■ What you should do
Please answer these questions about the passage on crisis leadership during the pandemic:
1. Who is quoted at the start?
2. Which freedoms does it say lockdowns have taken away?
3. How does it define military-command structure?

■ Extract provided
Inspiration drawn from crisis-management professionals can help decision makers in the COVID-19 pandemic.

In the midst of chaos, there is also opportunity.
—Sun Tzu

The world today can make us feel like we are living under occupation. The coronavirus pandemic has resulted in lockdowns in many communities, taking away our freedom of movement and assembly. It threatens our lives and is destroying our economies. In these warlike conditions, the battlefront is moving fast from safeguarding our lives to safeguarding our livelihoods. These are two massive fronts, evolving at exponential speed, and no one has more experience in responding to such conditions than professional military leaders do. Military commanders are accustomed to operating under a fog of uncertainty and great time pressure and to making myriad decisions with fateful consequences—some tactical, for winning a battle, and some strategic, for winning a war.

In a time of crisis, there is a premium on bold leadership and decisive action. Military-command structure—the management system used by armed forces during major conflicts—is a framework explicitly set up to handle issues that represent true danger and that escalate at an enormous and unpredictable pace. Developed over millennia to handle the most demanding emergencies in human history, it is a system of response that goes well beyond the crisis team you have likely already established in your organization. The current pandemic, with its unparalleled scale, complexity, and severity, requires a unique playbook and new operating models. At the same time, you need to plan ahead for the structural changes it will trigger in many industries, which will present both significant challenges and opportunities.

■ Records provided
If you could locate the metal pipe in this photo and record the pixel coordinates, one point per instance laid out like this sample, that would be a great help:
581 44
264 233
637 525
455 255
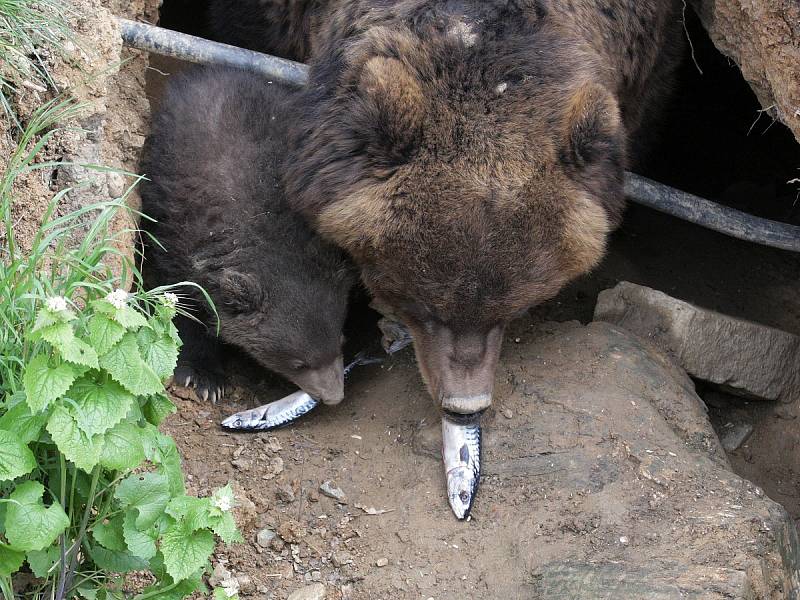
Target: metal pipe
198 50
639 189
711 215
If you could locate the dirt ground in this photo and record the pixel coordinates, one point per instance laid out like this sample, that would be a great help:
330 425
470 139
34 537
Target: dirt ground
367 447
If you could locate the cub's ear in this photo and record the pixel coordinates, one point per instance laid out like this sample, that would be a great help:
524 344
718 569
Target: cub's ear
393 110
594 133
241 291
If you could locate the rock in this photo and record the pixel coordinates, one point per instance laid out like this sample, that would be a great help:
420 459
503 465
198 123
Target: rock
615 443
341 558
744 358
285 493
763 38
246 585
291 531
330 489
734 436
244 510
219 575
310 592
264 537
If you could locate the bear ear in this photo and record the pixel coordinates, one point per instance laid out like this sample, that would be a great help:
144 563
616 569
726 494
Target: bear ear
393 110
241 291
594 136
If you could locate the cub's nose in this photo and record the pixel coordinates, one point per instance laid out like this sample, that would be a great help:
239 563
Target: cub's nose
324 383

---

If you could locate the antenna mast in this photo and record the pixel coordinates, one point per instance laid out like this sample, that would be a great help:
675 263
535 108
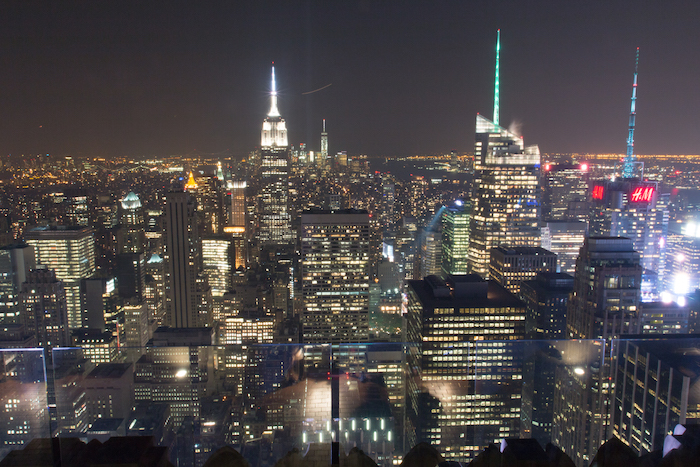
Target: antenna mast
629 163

...

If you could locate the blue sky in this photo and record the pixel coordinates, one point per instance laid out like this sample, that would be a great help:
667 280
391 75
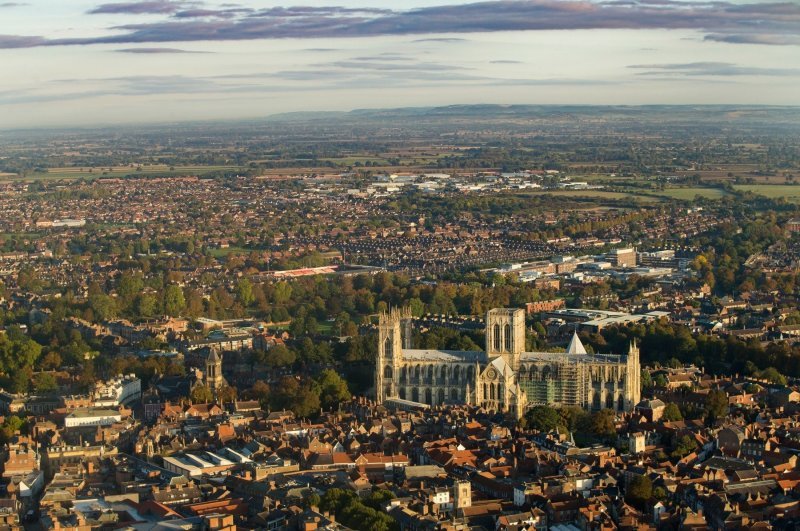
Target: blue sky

■ Solution for this exercise
1. Sun Tzu
2. Freedom of movement and assembly
3. The management system used by armed forces during major conflicts